===== Supplied material =====
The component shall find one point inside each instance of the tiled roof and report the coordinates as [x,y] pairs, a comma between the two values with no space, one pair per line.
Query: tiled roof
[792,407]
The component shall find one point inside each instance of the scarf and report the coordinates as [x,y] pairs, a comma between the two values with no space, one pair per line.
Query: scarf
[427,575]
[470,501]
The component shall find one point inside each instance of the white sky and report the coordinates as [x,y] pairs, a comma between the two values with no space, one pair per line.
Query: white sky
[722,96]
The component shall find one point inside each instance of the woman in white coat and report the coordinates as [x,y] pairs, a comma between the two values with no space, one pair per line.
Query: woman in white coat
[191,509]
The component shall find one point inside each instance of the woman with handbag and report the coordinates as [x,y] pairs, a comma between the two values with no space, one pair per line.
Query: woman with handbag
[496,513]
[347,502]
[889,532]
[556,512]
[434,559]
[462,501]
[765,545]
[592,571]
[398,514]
=====
When a line in the data above contains the string "coordinates", copy that line.

Task result:
The component shall find one point inside each instance of the tiled roof and report the coordinates as [x,y] pairs, a comma between the two values with no space, one pair per line.
The component shall find one point inside each instance of the scarf and report the coordinates as [x,y] pairs, a comma between the two values with no space, one pair per line.
The component shall find one point inside each instance of the white sky and report the coordinates as [x,y] pairs, a comma between the two values with no space, one pair per line.
The component shall find one point inside each instance of the woman in white coat and report the coordinates as [x,y] pairs, a comma between the two values with no space, one pair per line.
The component shall find one point inside each instance of the woman with handbag and report the coordinates as [x,y] pairs, a comma between the two values with no space, one pair per line.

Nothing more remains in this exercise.